╭─ RECORDS FOR PROCESSING
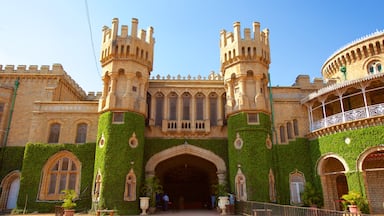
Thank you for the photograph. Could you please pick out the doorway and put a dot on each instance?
(187, 179)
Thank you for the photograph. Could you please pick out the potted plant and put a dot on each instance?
(222, 193)
(311, 196)
(68, 202)
(150, 188)
(353, 199)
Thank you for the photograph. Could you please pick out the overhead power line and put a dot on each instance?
(90, 33)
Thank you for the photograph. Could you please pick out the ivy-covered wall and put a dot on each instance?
(290, 158)
(254, 157)
(360, 141)
(116, 158)
(11, 159)
(35, 157)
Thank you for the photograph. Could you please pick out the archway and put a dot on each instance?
(187, 173)
(332, 169)
(10, 190)
(371, 163)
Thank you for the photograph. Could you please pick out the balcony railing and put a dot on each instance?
(350, 115)
(186, 125)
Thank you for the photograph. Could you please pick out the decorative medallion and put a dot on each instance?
(268, 142)
(133, 142)
(238, 142)
(101, 141)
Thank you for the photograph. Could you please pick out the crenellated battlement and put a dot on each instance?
(137, 46)
(253, 46)
(44, 69)
(34, 70)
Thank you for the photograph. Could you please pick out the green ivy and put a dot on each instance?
(11, 160)
(254, 158)
(361, 140)
(117, 155)
(35, 157)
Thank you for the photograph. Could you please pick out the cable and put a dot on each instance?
(90, 33)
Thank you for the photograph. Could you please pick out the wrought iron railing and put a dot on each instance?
(271, 209)
(350, 115)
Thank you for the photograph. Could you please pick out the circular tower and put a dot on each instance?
(244, 64)
(126, 61)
╰─
| PROBLEM |
Rewrite every line from the one containing "tower and put a dot on each instance?" through the end of the listing, inclusive, keeping the requests as they are. Shift each coordinate in the answers by adding 150 to both of its numbers.

| TASK RESPONSE |
Thank you for the photograph. Could you please pick out the circular tower and put a dot on each instance?
(394, 214)
(276, 211)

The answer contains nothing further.